抜粋

┄┄┄┄┄┄┄┄┄┄┄┄┄┄┄┄┄┄┄┄

宇宙航空環境医学 Vol. 43, No. 4, 2006

一般演題

22. 水泳姿勢は静脈還流を増大させる

小野寺 昇,西村 一樹,小野 くみ子,関 和俊,白 優覧

川崎医療福祉大学健康体育学科

Changes in Venous return during body position of swimming

Sho Onodera, Kazuki Nishimura, Kumiko Ono, Kazutoshi Seki and Baik Wooram

Kawasaki University of Medecal Welfare

【目的】 ヒト立位の腹部大静脈横断面積は,水位に依存して増大することを明らかにした。このことは,静脈還流量が水位に依存することを示唆する。水位から推測すると水泳時における静脈潅流量は,小さいものと考えられている。しかしながら伏臥位腹部大静脈横断面積は,予想された結果とは異なる動態を示した。このことから水泳姿勢が腹部大静脈横断面積に及ぼす影響を明らかにし,無重力との関わりについて検討した。

┄┄┄┄┄┄┄┄┄┄┄┄┄┄┄┄┄┄┄┄

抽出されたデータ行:

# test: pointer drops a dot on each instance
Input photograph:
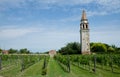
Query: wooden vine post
(94, 70)
(68, 63)
(0, 63)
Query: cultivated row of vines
(23, 61)
(110, 62)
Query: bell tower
(84, 34)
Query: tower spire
(83, 15)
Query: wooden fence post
(0, 63)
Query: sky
(43, 25)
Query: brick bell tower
(84, 34)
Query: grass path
(54, 70)
(33, 71)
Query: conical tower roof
(83, 15)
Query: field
(60, 66)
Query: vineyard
(101, 65)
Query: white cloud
(13, 32)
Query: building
(84, 34)
(52, 53)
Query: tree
(98, 47)
(11, 51)
(0, 50)
(24, 51)
(111, 50)
(70, 48)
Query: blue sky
(42, 25)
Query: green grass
(33, 71)
(54, 70)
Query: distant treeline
(15, 51)
(75, 48)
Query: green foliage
(111, 49)
(11, 51)
(0, 50)
(24, 51)
(70, 48)
(98, 47)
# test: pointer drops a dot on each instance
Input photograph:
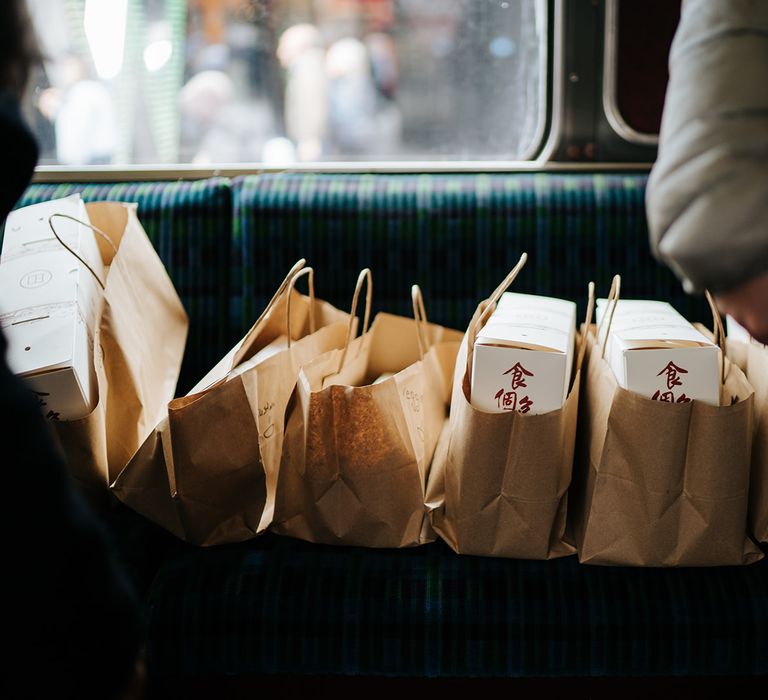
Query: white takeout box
(49, 305)
(655, 352)
(523, 355)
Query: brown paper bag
(499, 481)
(753, 359)
(138, 348)
(208, 471)
(663, 484)
(357, 453)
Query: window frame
(609, 92)
(568, 115)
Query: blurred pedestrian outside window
(275, 82)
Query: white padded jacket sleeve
(707, 196)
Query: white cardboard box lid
(530, 322)
(28, 232)
(639, 324)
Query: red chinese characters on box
(523, 355)
(655, 352)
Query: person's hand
(748, 305)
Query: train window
(289, 81)
(637, 41)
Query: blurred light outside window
(275, 82)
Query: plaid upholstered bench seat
(275, 607)
(281, 606)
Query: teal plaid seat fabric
(189, 223)
(281, 606)
(455, 235)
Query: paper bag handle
(587, 324)
(291, 285)
(242, 351)
(613, 300)
(420, 317)
(718, 333)
(95, 229)
(490, 304)
(364, 276)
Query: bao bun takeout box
(49, 304)
(523, 355)
(655, 352)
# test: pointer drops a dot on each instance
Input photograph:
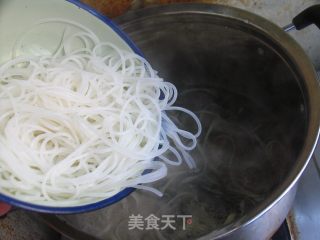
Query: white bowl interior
(17, 18)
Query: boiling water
(238, 165)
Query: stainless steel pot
(257, 95)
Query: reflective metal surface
(257, 97)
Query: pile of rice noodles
(83, 123)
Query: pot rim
(301, 63)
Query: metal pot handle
(309, 16)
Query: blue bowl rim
(100, 204)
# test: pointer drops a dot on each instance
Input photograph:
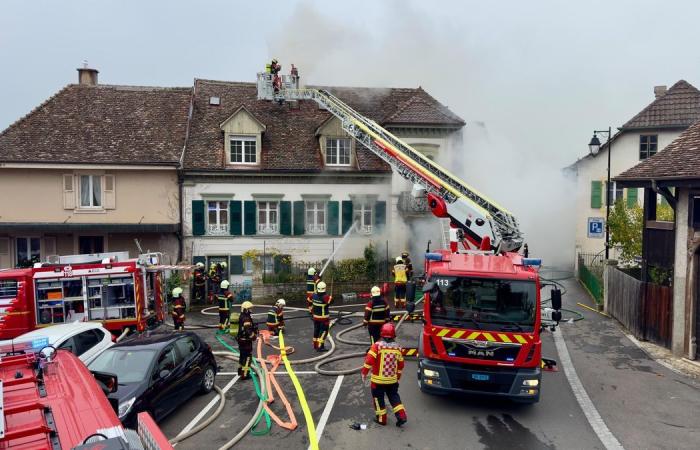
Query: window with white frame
(338, 151)
(243, 150)
(363, 215)
(268, 217)
(315, 217)
(90, 191)
(217, 217)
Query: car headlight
(125, 407)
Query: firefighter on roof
(376, 314)
(247, 334)
(320, 315)
(385, 362)
(275, 317)
(178, 309)
(400, 278)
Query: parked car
(157, 372)
(84, 339)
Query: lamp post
(594, 147)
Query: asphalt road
(643, 404)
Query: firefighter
(385, 362)
(311, 281)
(376, 314)
(320, 315)
(225, 301)
(400, 278)
(178, 309)
(275, 317)
(246, 336)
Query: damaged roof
(102, 124)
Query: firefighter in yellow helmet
(321, 316)
(247, 334)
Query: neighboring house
(674, 173)
(266, 180)
(91, 169)
(652, 129)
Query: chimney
(87, 76)
(659, 91)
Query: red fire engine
(110, 288)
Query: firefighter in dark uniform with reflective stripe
(320, 315)
(275, 317)
(247, 334)
(225, 301)
(376, 314)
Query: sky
(532, 79)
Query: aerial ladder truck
(481, 312)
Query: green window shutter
(235, 264)
(236, 209)
(347, 215)
(298, 218)
(249, 222)
(596, 194)
(198, 218)
(380, 215)
(286, 218)
(631, 197)
(333, 216)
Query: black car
(157, 372)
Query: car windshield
(493, 304)
(128, 364)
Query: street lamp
(594, 147)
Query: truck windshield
(482, 303)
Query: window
(268, 217)
(613, 193)
(243, 150)
(315, 217)
(647, 146)
(363, 215)
(217, 217)
(28, 251)
(90, 191)
(337, 152)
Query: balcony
(410, 206)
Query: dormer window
(243, 149)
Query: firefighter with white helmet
(321, 315)
(247, 334)
(275, 317)
(179, 307)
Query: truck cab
(482, 326)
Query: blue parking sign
(596, 227)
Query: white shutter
(110, 190)
(68, 191)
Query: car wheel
(208, 380)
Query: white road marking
(329, 406)
(592, 415)
(209, 406)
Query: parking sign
(596, 227)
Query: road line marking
(589, 410)
(206, 409)
(329, 406)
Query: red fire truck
(109, 287)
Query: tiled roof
(678, 107)
(680, 159)
(289, 142)
(101, 124)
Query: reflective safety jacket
(319, 309)
(376, 311)
(385, 361)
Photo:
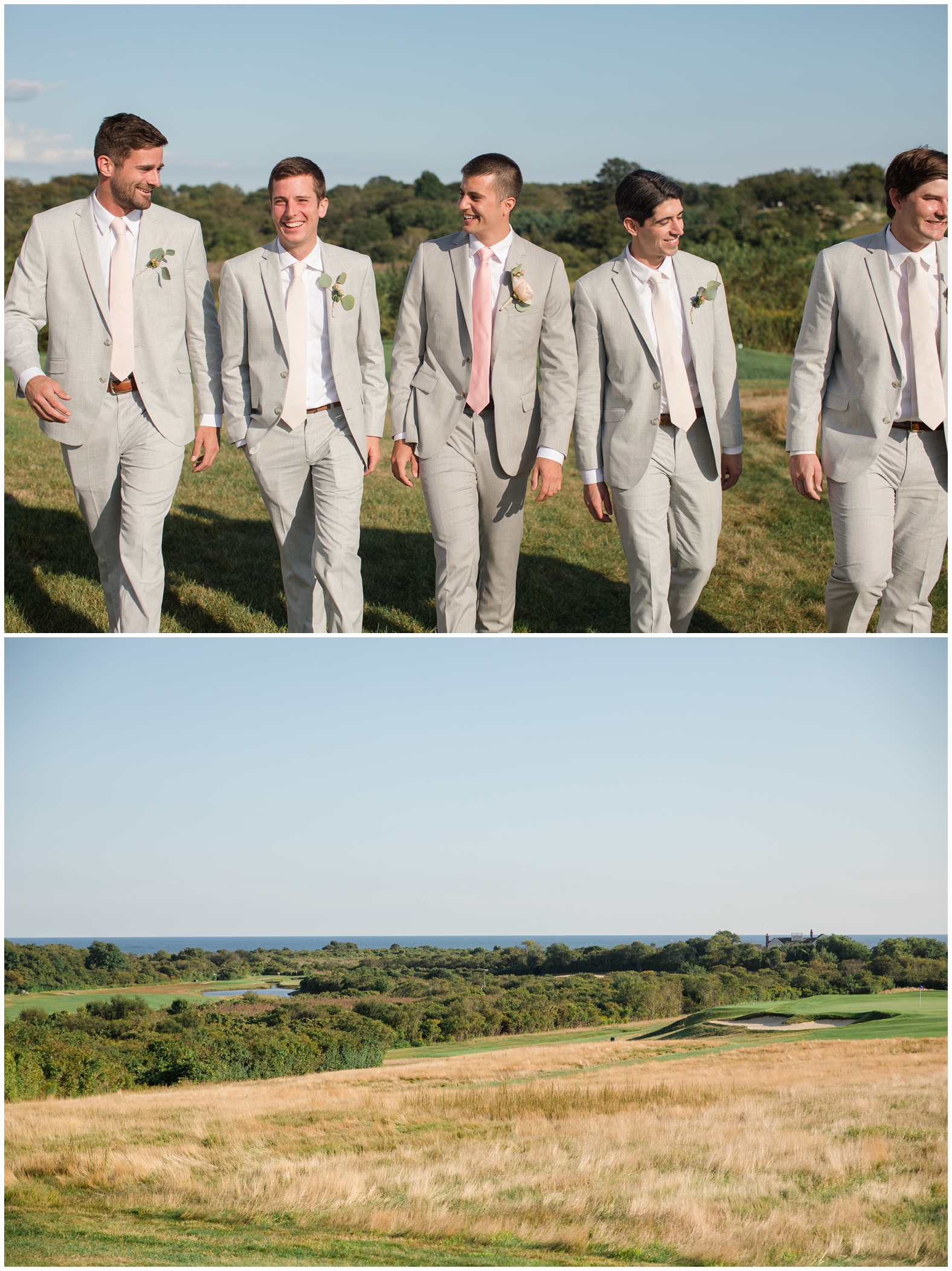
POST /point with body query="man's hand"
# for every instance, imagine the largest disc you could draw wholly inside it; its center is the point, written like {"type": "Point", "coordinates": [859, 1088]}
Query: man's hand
{"type": "Point", "coordinates": [547, 474]}
{"type": "Point", "coordinates": [45, 398]}
{"type": "Point", "coordinates": [205, 440]}
{"type": "Point", "coordinates": [597, 500]}
{"type": "Point", "coordinates": [405, 453]}
{"type": "Point", "coordinates": [373, 454]}
{"type": "Point", "coordinates": [808, 475]}
{"type": "Point", "coordinates": [731, 469]}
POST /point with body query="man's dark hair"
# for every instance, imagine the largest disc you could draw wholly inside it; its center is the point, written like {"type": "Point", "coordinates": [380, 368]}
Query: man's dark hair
{"type": "Point", "coordinates": [121, 134]}
{"type": "Point", "coordinates": [641, 192]}
{"type": "Point", "coordinates": [299, 167]}
{"type": "Point", "coordinates": [912, 169]}
{"type": "Point", "coordinates": [509, 178]}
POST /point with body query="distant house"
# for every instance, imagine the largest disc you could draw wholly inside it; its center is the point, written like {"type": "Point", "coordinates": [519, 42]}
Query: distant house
{"type": "Point", "coordinates": [783, 942]}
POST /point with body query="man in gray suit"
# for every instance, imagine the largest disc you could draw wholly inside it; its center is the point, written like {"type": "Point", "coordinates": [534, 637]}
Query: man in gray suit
{"type": "Point", "coordinates": [480, 312]}
{"type": "Point", "coordinates": [657, 416]}
{"type": "Point", "coordinates": [125, 289]}
{"type": "Point", "coordinates": [871, 364]}
{"type": "Point", "coordinates": [306, 394]}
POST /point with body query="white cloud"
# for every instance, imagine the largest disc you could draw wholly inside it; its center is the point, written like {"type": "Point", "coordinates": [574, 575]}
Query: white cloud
{"type": "Point", "coordinates": [25, 91]}
{"type": "Point", "coordinates": [34, 145]}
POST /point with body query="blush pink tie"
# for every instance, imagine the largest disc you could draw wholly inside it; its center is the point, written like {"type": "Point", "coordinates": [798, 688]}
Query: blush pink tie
{"type": "Point", "coordinates": [478, 397]}
{"type": "Point", "coordinates": [124, 356]}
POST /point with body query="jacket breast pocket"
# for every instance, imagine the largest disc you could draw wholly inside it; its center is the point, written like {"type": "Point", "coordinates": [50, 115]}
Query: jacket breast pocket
{"type": "Point", "coordinates": [423, 381]}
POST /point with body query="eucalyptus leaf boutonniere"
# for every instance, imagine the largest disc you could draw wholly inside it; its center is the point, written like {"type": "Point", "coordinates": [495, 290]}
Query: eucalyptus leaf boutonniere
{"type": "Point", "coordinates": [521, 292]}
{"type": "Point", "coordinates": [156, 261]}
{"type": "Point", "coordinates": [337, 295]}
{"type": "Point", "coordinates": [704, 294]}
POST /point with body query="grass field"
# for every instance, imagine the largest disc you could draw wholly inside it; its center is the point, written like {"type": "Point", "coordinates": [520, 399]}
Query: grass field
{"type": "Point", "coordinates": [223, 572]}
{"type": "Point", "coordinates": [587, 1153]}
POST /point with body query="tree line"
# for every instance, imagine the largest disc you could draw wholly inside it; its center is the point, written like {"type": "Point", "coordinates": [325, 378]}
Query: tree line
{"type": "Point", "coordinates": [763, 231]}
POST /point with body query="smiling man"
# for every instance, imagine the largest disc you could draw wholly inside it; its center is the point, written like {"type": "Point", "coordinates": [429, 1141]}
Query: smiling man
{"type": "Point", "coordinates": [124, 285]}
{"type": "Point", "coordinates": [871, 364]}
{"type": "Point", "coordinates": [657, 420]}
{"type": "Point", "coordinates": [306, 394]}
{"type": "Point", "coordinates": [481, 311]}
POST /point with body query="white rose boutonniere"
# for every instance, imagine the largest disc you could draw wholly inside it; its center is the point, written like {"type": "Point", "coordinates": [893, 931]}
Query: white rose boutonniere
{"type": "Point", "coordinates": [521, 292]}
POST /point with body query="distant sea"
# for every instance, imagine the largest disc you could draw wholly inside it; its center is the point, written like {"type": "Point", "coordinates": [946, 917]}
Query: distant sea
{"type": "Point", "coordinates": [176, 944]}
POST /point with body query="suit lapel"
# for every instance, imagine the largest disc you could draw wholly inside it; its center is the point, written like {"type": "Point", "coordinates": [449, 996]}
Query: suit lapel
{"type": "Point", "coordinates": [271, 277]}
{"type": "Point", "coordinates": [89, 253]}
{"type": "Point", "coordinates": [944, 303]}
{"type": "Point", "coordinates": [877, 262]}
{"type": "Point", "coordinates": [459, 260]}
{"type": "Point", "coordinates": [514, 259]}
{"type": "Point", "coordinates": [625, 283]}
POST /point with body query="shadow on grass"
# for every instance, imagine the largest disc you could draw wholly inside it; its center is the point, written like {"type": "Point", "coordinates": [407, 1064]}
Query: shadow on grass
{"type": "Point", "coordinates": [237, 561]}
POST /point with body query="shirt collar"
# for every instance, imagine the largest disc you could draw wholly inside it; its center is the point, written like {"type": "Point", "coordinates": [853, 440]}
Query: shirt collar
{"type": "Point", "coordinates": [105, 219]}
{"type": "Point", "coordinates": [643, 272]}
{"type": "Point", "coordinates": [498, 249]}
{"type": "Point", "coordinates": [313, 262]}
{"type": "Point", "coordinates": [899, 253]}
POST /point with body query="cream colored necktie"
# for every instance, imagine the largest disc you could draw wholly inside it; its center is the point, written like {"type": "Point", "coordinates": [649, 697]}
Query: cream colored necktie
{"type": "Point", "coordinates": [678, 390]}
{"type": "Point", "coordinates": [927, 373]}
{"type": "Point", "coordinates": [295, 411]}
{"type": "Point", "coordinates": [123, 362]}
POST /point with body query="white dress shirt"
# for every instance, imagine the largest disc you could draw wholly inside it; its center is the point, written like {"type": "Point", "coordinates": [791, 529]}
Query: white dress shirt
{"type": "Point", "coordinates": [928, 259]}
{"type": "Point", "coordinates": [642, 274]}
{"type": "Point", "coordinates": [106, 240]}
{"type": "Point", "coordinates": [497, 267]}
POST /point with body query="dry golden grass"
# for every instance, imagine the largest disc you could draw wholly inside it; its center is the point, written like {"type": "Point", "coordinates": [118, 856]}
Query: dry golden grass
{"type": "Point", "coordinates": [799, 1153]}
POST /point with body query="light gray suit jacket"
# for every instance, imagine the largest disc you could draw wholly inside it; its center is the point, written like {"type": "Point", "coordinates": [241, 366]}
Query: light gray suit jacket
{"type": "Point", "coordinates": [59, 278]}
{"type": "Point", "coordinates": [847, 362]}
{"type": "Point", "coordinates": [254, 341]}
{"type": "Point", "coordinates": [619, 381]}
{"type": "Point", "coordinates": [433, 352]}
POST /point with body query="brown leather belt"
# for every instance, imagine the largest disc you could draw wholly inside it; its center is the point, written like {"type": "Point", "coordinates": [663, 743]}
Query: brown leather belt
{"type": "Point", "coordinates": [117, 387]}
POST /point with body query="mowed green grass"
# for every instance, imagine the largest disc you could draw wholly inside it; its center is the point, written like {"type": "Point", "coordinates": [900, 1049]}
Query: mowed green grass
{"type": "Point", "coordinates": [223, 571]}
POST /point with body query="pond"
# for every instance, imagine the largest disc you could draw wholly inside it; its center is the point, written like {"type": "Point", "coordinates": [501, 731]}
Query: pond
{"type": "Point", "coordinates": [237, 993]}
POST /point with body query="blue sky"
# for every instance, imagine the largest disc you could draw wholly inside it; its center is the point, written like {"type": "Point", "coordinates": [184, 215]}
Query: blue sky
{"type": "Point", "coordinates": [433, 786]}
{"type": "Point", "coordinates": [701, 92]}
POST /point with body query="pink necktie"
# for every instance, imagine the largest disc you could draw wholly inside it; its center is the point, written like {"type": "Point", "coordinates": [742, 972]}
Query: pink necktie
{"type": "Point", "coordinates": [124, 358]}
{"type": "Point", "coordinates": [478, 397]}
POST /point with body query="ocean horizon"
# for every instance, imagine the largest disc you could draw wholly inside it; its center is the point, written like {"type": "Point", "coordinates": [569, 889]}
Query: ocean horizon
{"type": "Point", "coordinates": [140, 945]}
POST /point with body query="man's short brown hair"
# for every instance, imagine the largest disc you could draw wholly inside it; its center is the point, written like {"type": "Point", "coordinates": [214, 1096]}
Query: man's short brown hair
{"type": "Point", "coordinates": [299, 167]}
{"type": "Point", "coordinates": [121, 134]}
{"type": "Point", "coordinates": [509, 178]}
{"type": "Point", "coordinates": [912, 169]}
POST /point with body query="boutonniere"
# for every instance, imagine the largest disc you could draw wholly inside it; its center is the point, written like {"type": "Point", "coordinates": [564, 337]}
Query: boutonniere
{"type": "Point", "coordinates": [521, 292]}
{"type": "Point", "coordinates": [703, 294]}
{"type": "Point", "coordinates": [337, 295]}
{"type": "Point", "coordinates": [156, 261]}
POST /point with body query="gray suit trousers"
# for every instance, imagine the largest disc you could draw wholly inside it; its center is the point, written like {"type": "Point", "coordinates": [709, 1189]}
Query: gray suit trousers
{"type": "Point", "coordinates": [312, 481]}
{"type": "Point", "coordinates": [890, 529]}
{"type": "Point", "coordinates": [669, 524]}
{"type": "Point", "coordinates": [476, 511]}
{"type": "Point", "coordinates": [125, 477]}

┄┄┄┄┄┄┄┄┄┄┄┄┄┄┄┄┄┄┄┄

取り組む課題
(A) 水泳姿勢と静脈還流に関する抄録から、「川崎医療福祉大学健康体育学科」で始まり「との関わりについて検討した。」で終わる部分を一字一句変えずに抜き出してください。
(B) 水泳姿勢と静脈還流に関する抄録を、最後の文に続けて書き継いでください。

期待される解答
(A)
川崎医療福祉大学健康体育学科

Changes in Venous return during body position of swimming

Sho Onodera, Kazuki Nishimura, Kumiko Ono, Kazutoshi Seki and Baik Wooram

Kawasaki University of Medecal Welfare

【目的】 ヒト立位の腹部大静脈横断面積は,水位に依存して増大することを明らかにした。このことは,静脈還流量が水位に依存することを示唆する。水位から推測すると水泳時における静脈潅流量は,小さいものと考えられている。しかしながら伏臥位腹部大静脈横断面積は,予想された結果とは異なる動態を示した。このことから水泳姿勢が腹部大静脈横断面積に及ぼす影響を明らかにし,無重力との関わりについて検討した。

(B)
方法: 成人男性7名(年齢: 21.4±1.3歳,身長174.4±5.7 cm,体重66.9±7.4 kg,体脂肪率17.5±3.8%)を被検者とした。ヘルシンキ宣言に基づき,研究の目的,方法,得られる研究の成果,個人情報の保護等について説明し,研究への参加の同意を得た。腹部大静脈横断面積 Bモード超音波エコー法を用いて導出し,コンピューターに取り込み画像処理することで求めた。心拍数は,防水用の心電計を用い,胸部双極誘導にて求めた。水温,室温は30°Cとした。4つの条件(陸上仰臥位条件,陸上伏臥位条件,水中仰臥位条件,水中伏臥位条件)を設けた。水中伏臥位条件時には呼吸を確保するためにシュノーケルを用いた。統計は,一元配置分散を用い5% 水準を有意な差とした。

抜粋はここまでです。